§ Extracted information
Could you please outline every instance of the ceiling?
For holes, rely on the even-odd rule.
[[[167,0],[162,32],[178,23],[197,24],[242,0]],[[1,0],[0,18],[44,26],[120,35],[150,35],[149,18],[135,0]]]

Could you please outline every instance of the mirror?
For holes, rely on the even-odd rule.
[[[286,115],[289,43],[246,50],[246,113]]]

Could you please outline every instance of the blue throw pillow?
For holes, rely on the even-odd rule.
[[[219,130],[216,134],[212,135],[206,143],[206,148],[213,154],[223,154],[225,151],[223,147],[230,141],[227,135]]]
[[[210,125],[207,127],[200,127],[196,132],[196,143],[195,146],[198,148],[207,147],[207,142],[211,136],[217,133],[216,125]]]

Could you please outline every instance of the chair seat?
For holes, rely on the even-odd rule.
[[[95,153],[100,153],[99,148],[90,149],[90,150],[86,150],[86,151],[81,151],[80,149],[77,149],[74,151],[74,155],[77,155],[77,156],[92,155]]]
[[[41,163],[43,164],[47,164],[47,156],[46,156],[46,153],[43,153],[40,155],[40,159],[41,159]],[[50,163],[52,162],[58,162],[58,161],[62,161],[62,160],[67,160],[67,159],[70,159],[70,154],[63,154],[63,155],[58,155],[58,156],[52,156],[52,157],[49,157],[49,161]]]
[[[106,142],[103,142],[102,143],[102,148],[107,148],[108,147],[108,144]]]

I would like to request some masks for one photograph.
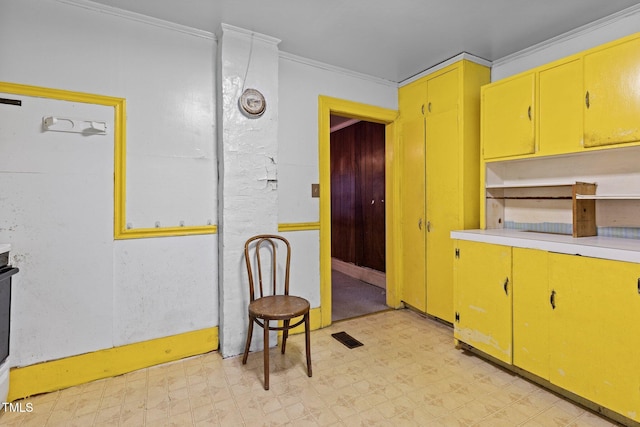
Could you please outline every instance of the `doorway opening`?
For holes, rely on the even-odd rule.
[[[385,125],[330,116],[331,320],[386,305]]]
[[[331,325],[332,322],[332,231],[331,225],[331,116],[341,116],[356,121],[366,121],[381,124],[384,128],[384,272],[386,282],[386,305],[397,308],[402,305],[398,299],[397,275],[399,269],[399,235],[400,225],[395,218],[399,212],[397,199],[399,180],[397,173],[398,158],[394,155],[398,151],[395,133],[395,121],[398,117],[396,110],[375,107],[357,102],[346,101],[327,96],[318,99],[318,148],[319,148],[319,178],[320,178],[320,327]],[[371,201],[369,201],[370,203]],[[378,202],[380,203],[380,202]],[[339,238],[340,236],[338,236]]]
--
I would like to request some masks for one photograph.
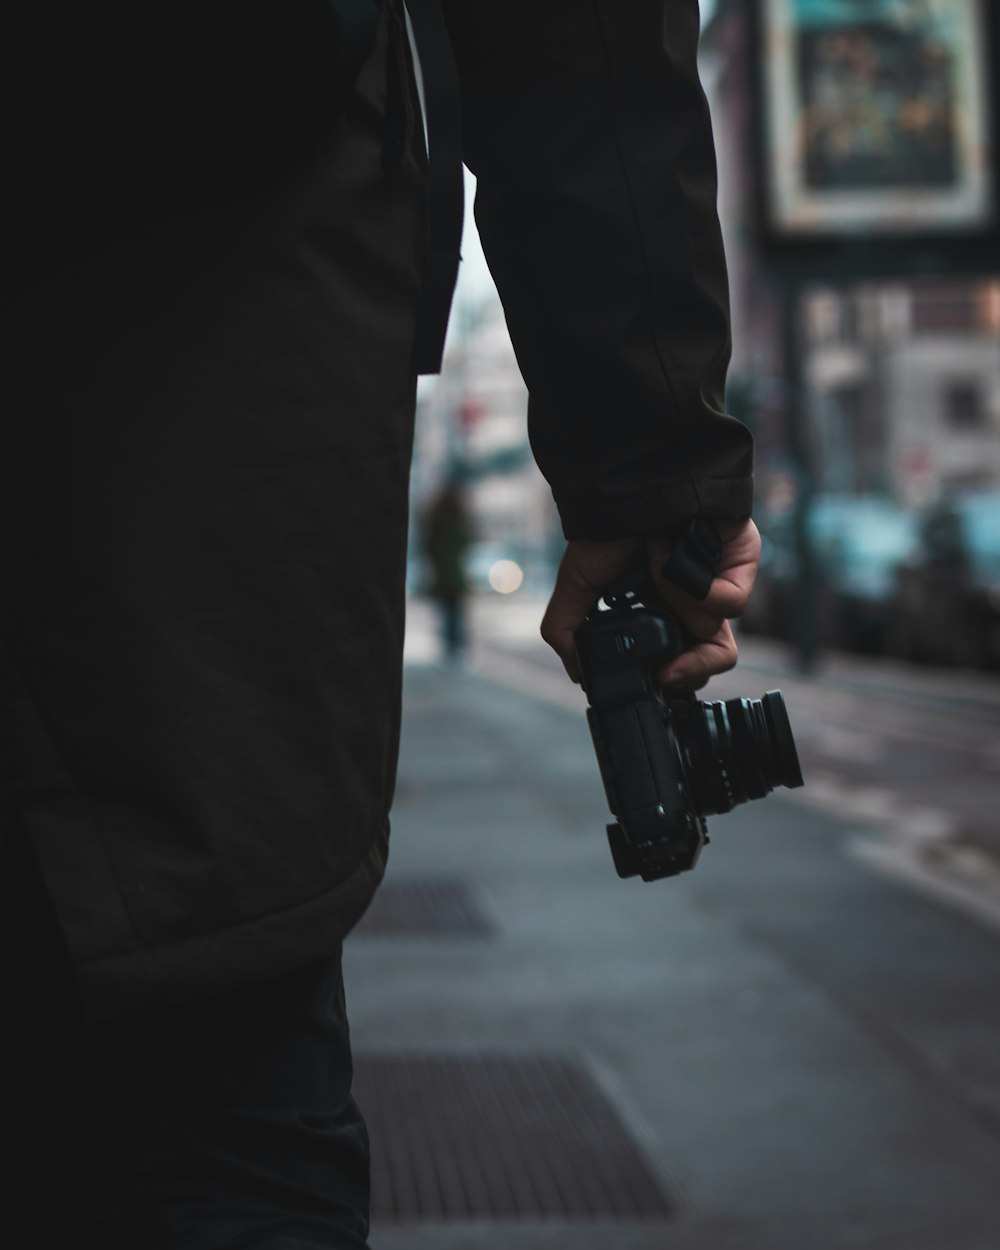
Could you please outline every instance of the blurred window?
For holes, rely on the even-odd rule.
...
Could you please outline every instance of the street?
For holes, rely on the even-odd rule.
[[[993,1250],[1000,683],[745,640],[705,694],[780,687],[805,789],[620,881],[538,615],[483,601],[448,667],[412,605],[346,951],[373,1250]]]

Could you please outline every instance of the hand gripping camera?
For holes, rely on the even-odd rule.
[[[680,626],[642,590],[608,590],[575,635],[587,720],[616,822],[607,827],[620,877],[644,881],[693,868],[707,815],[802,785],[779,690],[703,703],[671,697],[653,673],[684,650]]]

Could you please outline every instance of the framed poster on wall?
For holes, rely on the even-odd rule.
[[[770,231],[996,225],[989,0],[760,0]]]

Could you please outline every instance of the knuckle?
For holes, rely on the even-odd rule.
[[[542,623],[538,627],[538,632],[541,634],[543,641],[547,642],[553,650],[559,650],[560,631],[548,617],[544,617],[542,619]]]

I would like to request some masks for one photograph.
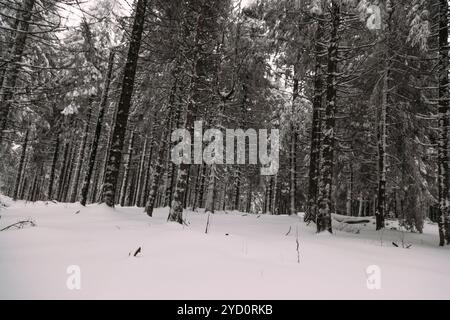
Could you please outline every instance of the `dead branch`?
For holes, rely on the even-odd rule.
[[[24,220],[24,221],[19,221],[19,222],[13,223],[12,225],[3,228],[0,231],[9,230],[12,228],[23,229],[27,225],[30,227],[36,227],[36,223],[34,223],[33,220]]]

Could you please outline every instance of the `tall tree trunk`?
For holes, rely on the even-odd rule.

§ Task to complete
Using the data above, tally each line that has the string "please" and report only the sum.

§ Expected answer
12